Texto para leitura →
Ao traçar um breve panorama da carreira de Celso Favaretto, esbocei uma articulação entre algumas das suas ideias sobre a arte dos tropicalistas e de Hélio Oiticica e algumas das suas ideias sobre o ensino de filosofia. Isso tudo me foi ensinado nas quartas-feiras à noite, antes do samba no Bar do Bilú. Se eu fosse dar um título para essa homenagem, talvez pudesse ser: o ensino de filosofia como criação artística.

Em 1978, sob a orientação de Otília Arantes, Celso Favaretto defendeu na Faculdade de Filosofia, Letras e Ciências Humanas da USP a dissertação de mestrado: Tropicália: alegoria, alegria. Nessa mesma instituição, sob a orientação e Leon Kossovitch, defendeu em 1988 a tese de doutorado: A invenção de Hélio Oiticica. Essas pesquisas tiveram grande repercussão no debate acadêmico. O trabalho sobre Hélio Oiticica recebeu o prêmio de melhor livro de arte da Associação Paulista de Críticos de Arte (APCA).

A partir de 1985, Favaretto passou a lecionar na Faculdade de Educação da USP, titular na disciplina de Metodologia do Ensino de Filosofia. É nesse momento que a educação e o ensino de filosofia ganham destaque entre os temas das suas pesquisas.

O carnaval, o samba e o rock estão entre os elementos que compõem as “manifestações ambientais”, intervenções criadas por Hélio Oiticica nos anos 1960. Para o artista, esses elementos da cultura popular são fundamentais por incidirem sobre o corpo, a vida e o pensamento. Na interpretação de Celso Favaretto (2000), o objetivo de Oiticica era provocar uma recepção criativa do espectador.

Tanto as manifestações ambientais, quanto as canções dos tropicalistas, promovem uma explosão do óbvio por meio do conflito entre as designações das palavras, imagens e sons e seu campo possível de significações. A mesma indeterminação que nos leva à elaboração onírica, nesse caso, suscita o desejo de produção, eu cito Celso Favaretto: “O receptor não ouve, propriamente, as músicas, mas realiza ideias, estabelece relações, acompanha o desenvolvimento, neles interferindo. (…) A convergência dos projetos de Oiticica e dos tropicalistas patenteia-se, portanto, na transformação do espectador (ouvinte) em protagonista de ações, pela exploração da indeterminação provocada pela abertura estrutural e do heteróclito de materiais e referências agenciados nos sistemas” (FAVARETTO, 1990, p. 54).

Problema proposto →
Transcreva, do texto sobre Celso Favaretto, o trecho que se inicia com as palavras "A partir de" e termina com "criativa do espectador.".

Extrato de dados →

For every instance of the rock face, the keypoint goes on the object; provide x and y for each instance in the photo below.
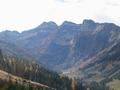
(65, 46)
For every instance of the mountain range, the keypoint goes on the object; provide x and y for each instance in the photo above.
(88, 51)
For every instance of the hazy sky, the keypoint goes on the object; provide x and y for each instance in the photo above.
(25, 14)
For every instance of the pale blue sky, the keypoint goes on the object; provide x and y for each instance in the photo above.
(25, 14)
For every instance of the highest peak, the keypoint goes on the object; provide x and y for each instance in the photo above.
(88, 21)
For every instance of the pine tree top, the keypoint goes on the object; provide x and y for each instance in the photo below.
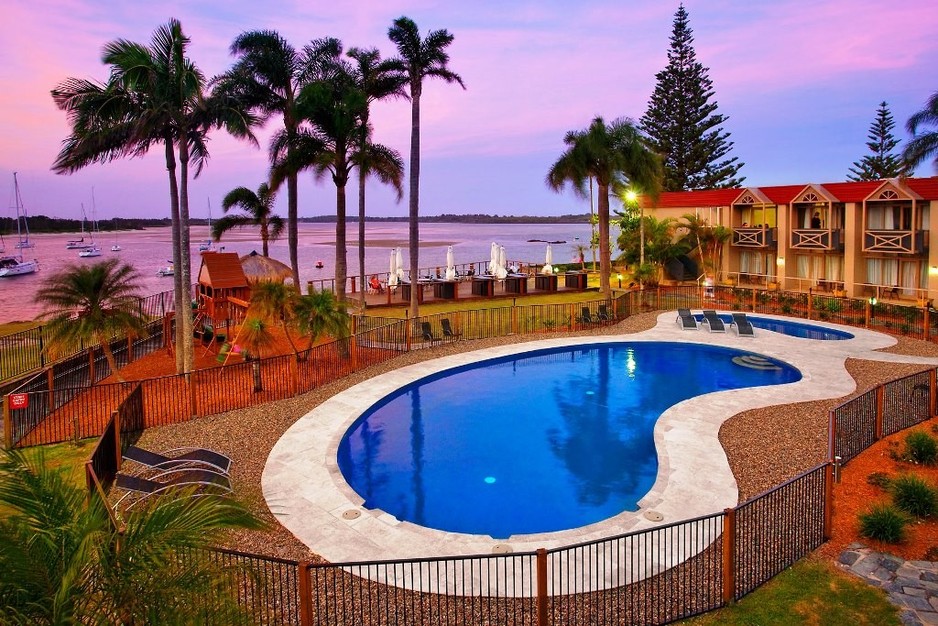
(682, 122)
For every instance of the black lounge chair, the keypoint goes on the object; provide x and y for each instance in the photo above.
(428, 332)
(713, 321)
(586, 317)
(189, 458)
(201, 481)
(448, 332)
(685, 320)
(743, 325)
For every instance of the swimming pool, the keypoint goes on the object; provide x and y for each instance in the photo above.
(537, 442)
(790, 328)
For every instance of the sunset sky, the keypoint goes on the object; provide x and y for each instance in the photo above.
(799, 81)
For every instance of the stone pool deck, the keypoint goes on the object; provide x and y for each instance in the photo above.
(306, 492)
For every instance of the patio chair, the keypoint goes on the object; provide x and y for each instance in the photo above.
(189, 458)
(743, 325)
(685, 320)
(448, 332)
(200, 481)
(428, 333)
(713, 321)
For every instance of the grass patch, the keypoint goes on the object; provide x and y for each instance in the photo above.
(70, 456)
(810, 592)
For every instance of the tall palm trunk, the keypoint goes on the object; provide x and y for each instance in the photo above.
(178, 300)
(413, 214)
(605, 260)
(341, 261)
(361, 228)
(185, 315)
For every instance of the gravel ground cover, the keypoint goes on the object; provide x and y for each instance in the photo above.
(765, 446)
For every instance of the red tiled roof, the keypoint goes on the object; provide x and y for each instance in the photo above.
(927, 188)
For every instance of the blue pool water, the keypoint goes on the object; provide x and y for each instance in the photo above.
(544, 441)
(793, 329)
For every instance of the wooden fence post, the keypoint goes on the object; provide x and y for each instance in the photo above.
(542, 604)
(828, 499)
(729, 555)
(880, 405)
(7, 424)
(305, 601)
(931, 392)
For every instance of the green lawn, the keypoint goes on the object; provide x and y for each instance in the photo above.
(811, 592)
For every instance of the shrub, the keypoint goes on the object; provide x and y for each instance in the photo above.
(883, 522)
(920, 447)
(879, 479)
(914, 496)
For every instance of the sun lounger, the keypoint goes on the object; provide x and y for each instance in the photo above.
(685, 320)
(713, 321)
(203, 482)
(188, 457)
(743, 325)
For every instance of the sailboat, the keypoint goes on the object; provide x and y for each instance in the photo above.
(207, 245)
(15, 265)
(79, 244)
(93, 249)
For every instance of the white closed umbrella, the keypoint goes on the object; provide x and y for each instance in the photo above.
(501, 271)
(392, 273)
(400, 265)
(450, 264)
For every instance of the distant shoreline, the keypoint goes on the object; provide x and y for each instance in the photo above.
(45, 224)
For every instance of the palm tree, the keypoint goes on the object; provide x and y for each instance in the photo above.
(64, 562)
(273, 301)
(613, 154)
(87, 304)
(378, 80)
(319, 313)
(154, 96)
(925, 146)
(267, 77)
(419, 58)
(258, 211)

==

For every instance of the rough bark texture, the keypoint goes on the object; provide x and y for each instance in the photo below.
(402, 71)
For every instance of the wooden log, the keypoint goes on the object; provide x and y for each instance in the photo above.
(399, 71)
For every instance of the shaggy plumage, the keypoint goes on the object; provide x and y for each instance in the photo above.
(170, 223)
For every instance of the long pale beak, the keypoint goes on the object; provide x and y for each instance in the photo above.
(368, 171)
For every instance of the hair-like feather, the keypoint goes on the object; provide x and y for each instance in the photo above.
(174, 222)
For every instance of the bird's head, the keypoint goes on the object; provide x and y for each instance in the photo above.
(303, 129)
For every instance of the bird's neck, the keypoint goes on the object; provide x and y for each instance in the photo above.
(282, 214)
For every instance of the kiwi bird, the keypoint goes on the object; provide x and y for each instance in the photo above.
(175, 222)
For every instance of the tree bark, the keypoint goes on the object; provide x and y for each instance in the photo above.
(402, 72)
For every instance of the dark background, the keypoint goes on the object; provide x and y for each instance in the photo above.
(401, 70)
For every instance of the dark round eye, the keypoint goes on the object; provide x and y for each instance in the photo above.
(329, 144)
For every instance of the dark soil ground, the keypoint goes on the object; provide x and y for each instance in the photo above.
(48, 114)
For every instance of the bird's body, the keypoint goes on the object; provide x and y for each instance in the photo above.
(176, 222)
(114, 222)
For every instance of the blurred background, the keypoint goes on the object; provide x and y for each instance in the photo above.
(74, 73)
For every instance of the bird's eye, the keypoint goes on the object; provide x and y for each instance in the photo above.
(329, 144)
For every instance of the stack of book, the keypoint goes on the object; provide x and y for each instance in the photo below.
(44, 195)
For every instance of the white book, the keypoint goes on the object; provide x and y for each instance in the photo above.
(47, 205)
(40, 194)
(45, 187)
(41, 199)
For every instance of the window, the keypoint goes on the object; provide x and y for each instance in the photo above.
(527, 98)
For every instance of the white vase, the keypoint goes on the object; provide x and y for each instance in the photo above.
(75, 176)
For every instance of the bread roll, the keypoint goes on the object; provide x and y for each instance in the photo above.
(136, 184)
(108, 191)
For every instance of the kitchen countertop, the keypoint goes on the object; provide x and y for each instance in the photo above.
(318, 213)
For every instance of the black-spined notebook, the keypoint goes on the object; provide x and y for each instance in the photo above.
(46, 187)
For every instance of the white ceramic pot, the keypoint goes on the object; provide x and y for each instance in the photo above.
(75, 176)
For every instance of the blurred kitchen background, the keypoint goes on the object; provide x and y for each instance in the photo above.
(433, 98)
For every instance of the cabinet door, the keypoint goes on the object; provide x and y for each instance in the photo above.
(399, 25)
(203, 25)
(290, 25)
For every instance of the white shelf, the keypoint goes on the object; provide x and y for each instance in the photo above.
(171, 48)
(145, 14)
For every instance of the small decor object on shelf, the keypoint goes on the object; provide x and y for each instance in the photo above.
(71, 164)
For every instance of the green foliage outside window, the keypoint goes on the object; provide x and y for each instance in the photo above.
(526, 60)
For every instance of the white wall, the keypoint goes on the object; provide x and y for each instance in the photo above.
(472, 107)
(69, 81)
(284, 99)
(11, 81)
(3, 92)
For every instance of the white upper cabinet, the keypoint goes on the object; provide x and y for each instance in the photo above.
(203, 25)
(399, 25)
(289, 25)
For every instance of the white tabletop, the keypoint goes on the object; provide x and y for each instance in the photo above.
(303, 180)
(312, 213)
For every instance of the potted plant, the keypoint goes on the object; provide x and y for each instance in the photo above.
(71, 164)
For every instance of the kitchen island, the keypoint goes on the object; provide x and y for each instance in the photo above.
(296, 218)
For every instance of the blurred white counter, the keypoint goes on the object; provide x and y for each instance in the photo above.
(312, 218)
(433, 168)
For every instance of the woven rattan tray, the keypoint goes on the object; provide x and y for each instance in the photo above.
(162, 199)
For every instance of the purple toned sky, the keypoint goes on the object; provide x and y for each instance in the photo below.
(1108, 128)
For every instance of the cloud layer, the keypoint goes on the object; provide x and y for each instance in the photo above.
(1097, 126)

---

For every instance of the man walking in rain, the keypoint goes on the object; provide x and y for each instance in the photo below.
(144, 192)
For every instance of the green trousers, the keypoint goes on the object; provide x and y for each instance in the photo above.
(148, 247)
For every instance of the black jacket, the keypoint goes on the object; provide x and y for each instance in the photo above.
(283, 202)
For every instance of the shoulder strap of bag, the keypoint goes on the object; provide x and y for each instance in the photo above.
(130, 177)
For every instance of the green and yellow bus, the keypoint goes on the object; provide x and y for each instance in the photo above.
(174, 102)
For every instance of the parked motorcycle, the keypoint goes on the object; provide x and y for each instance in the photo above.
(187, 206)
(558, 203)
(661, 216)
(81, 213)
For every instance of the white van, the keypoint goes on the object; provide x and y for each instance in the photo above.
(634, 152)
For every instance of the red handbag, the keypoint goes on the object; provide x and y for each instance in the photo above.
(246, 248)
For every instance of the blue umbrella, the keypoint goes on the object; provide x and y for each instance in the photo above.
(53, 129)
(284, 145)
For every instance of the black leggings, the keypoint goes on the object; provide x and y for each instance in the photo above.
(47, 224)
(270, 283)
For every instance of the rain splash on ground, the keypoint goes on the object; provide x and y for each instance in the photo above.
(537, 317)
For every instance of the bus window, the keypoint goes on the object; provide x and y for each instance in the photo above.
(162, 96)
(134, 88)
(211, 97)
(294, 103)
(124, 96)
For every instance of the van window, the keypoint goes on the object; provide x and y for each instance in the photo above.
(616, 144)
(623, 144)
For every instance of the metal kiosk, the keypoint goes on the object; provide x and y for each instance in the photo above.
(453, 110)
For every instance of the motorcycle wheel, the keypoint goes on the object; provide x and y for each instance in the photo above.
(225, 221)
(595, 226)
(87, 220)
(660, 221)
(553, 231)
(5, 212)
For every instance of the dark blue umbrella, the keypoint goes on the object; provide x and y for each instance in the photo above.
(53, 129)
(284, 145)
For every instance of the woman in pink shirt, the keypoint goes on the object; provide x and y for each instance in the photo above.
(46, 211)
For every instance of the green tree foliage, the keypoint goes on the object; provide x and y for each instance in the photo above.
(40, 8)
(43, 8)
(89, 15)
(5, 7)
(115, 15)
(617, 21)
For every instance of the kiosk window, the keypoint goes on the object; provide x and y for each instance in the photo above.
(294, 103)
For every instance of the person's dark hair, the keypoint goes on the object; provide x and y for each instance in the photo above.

Resolução do exercício →
A partir de 1985, Favaretto passou a lecionar na Faculdade de Educação da USP, titular na disciplina de Metodologia do Ensino de Filosofia. É nesse momento que a educação e o ensino de filosofia ganham destaque entre os temas das suas pesquisas.

O carnaval, o samba e o rock estão entre os elementos que compõem as “manifestações ambientais”, intervenções criadas por Hélio Oiticica nos anos 1960. Para o artista, esses elementos da cultura popular são fundamentais por incidirem sobre o corpo, a vida e o pensamento. Na interpretação de Celso Favaretto (2000), o objetivo de Oiticica era provocar uma recepção criativa do espectador.